# Goal
Rewrite the lines below, changing every "evenodd" to "nonzero" and keeping everything else as it is. Leave the pictures out of your answer.

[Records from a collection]
──────

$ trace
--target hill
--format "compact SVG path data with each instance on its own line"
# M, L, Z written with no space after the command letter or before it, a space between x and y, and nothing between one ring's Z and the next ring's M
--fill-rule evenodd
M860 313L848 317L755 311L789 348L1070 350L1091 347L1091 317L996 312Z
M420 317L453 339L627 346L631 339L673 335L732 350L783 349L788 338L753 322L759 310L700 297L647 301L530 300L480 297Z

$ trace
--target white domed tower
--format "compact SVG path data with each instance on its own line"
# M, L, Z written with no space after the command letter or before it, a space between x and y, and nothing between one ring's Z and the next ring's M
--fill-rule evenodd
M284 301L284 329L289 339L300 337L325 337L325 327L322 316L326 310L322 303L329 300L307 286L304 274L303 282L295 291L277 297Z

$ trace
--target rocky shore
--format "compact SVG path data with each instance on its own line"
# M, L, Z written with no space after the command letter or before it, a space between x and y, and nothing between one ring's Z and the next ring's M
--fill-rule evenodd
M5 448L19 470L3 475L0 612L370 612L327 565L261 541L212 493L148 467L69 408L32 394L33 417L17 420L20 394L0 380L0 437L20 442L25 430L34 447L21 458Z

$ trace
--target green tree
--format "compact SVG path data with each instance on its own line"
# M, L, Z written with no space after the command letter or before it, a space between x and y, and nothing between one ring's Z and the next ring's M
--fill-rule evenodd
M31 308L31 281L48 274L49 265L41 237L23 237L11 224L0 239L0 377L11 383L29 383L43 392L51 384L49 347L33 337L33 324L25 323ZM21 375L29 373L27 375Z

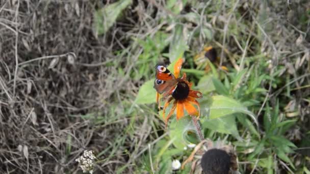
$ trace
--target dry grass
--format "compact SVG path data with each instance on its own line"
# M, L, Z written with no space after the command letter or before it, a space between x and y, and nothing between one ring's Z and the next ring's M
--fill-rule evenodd
M128 167L124 172L132 173L140 152L147 150L146 144L162 137L149 124L160 125L156 119L143 111L137 111L133 118L128 114L132 98L142 83L130 77L131 72L138 71L136 63L142 52L140 47L131 45L131 37L142 39L151 35L166 24L160 19L171 12L158 1L135 1L121 21L97 38L91 27L92 12L113 2L0 2L0 173L76 172L74 160L86 149L106 159L96 166L101 172L113 173L125 166ZM238 3L238 8L245 4ZM259 4L248 5L252 9L247 9L244 16L247 22L260 13ZM266 9L273 18L273 29L261 28L262 52L272 57L273 66L285 66L283 71L295 77L298 87L310 81L308 75L298 78L302 69L309 65L295 63L298 59L299 62L309 61L301 55L308 54L304 59L308 59L309 37L297 29L301 27L296 19L298 12L286 5L278 7ZM305 8L290 6L295 7ZM223 7L214 19L223 26L212 28L220 33L216 40L229 32L229 20L237 26L243 24L226 10ZM270 24L268 18L265 19ZM243 34L253 32L248 29ZM234 37L217 40L235 53L242 55L247 50L239 47ZM204 41L193 41L193 47ZM248 46L248 55L254 55L256 48ZM274 72L268 73L272 76ZM270 91L266 100L274 101L282 90ZM309 94L308 90L296 90L305 123L309 121L305 117L308 104L298 100ZM85 115L91 119L84 119ZM302 130L306 129L304 125Z
M0 3L0 172L76 171L74 160L84 149L107 148L122 132L116 128L127 123L104 129L69 117L107 114L115 94L132 89L117 75L125 62L112 53L120 48L115 40L126 42L122 30L95 39L94 3L12 2ZM73 64L70 52L76 55ZM102 170L124 161L113 159Z

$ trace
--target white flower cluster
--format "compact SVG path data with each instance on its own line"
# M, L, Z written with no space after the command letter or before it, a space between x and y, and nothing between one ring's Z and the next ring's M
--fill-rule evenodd
M96 157L94 155L92 151L86 150L82 156L75 159L75 161L79 162L79 164L83 170L83 173L88 171L90 173L92 174L94 172L95 159Z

──────

# Answer to the task
$ trace
--target hill
--format "compact SVG path data with each instance on its own line"
# M, L, Z written with no space after the command letter or before it, a space between x and y, and nothing between one ring's Z and the next ring's M
--fill-rule nonzero
M860 313L848 317L755 311L789 348L1070 350L1091 347L1091 317L996 312Z
M420 317L453 339L627 346L631 339L673 335L732 350L783 349L788 338L753 322L759 310L700 297L647 301L530 300L480 297Z

$ trace
--target white domed tower
--format "compact SVG path data with each instance on its own line"
# M, L, Z written with no space after the command letter or before it, a space between x and y, and nothing between one ring's Z and the next ring's M
--fill-rule nonzero
M284 301L284 329L289 339L300 337L325 337L325 327L322 316L326 310L322 303L329 300L307 286L304 274L303 282L295 291L277 297Z

$ trace
--target rocky shore
--format "compact SVG path data with each instance on its own line"
# M, L, Z written with no space after the command letter or before it, a space between x and y, and nothing between one ring's Z and the next ring's M
--fill-rule nonzero
M5 448L19 470L3 475L0 612L370 612L327 565L261 541L212 493L148 467L69 408L32 394L33 417L17 420L20 394L0 380L0 437L20 442L25 430L34 447L21 458Z

$ trace
--target green tree
--format "compact SVG path data with each instance on its own line"
# M, L, Z written with no space after the command letter or before it, a space between x and y, and nothing between one ring's Z and the next ring's M
--fill-rule nonzero
M31 308L31 281L48 274L49 265L41 237L23 237L11 224L0 239L0 377L11 383L29 383L43 392L51 384L49 347L33 337L33 324L25 323ZM21 375L29 373L27 375Z

$ trace
--target dry grass
--format "compact SVG path data with each instance on its own line"
# M, L, Z written with no space after the command letter or before it, a space between x and y, and nothing between one ring's Z and the next ring's M
--fill-rule nonzero
M128 167L124 172L132 173L140 152L147 150L146 144L162 137L149 124L160 125L156 119L143 111L137 111L133 118L128 114L132 98L142 83L130 77L131 72L138 71L136 63L142 52L140 47L131 45L131 37L142 39L151 35L166 24L160 19L171 12L158 1L135 1L121 21L97 38L91 27L92 12L113 2L0 2L0 173L76 172L74 160L86 149L106 159L96 166L101 172L113 173L125 166ZM238 3L238 8L245 4ZM259 4L248 5L252 9L247 9L244 16L247 22L260 13ZM266 9L273 18L273 29L261 28L262 52L272 57L273 66L285 66L283 71L295 77L298 87L310 81L308 75L298 78L302 69L309 65L295 63L298 59L299 62L309 61L301 55L308 54L304 59L308 59L309 37L297 29L301 27L296 19L298 12L286 5L278 7ZM305 8L290 6L295 7ZM223 7L214 19L223 26L212 28L220 33L216 40L229 32L229 20L237 26L243 24L226 10ZM270 24L268 18L265 19ZM243 34L253 32L248 29ZM234 37L217 40L235 53L242 55L247 50L239 47ZM204 41L193 41L193 47ZM248 46L248 55L254 55L256 48ZM274 72L268 73L272 76ZM270 91L266 100L274 101L282 90ZM309 94L308 90L296 90L305 123L309 121L305 117L308 104L298 100ZM85 115L91 119L84 119ZM302 130L306 129L304 125Z
M0 3L0 172L76 171L74 160L84 149L107 148L122 132L116 128L127 123L104 129L69 117L107 114L115 94L132 89L117 75L125 62L112 53L120 48L115 40L126 42L122 30L95 39L94 3L12 2ZM73 64L70 52L76 55ZM102 170L124 161L113 159Z

$ trace
--target white flower cluster
--format "compact SVG path data with each instance on its own line"
# M, L, Z written with no space after the command letter or before it, a space between x and y, and nothing between one ring's Z and the next ring's M
--fill-rule nonzero
M96 157L94 155L92 151L86 150L82 156L75 159L75 161L79 162L79 164L83 170L83 173L88 171L90 173L92 174L94 172L95 159Z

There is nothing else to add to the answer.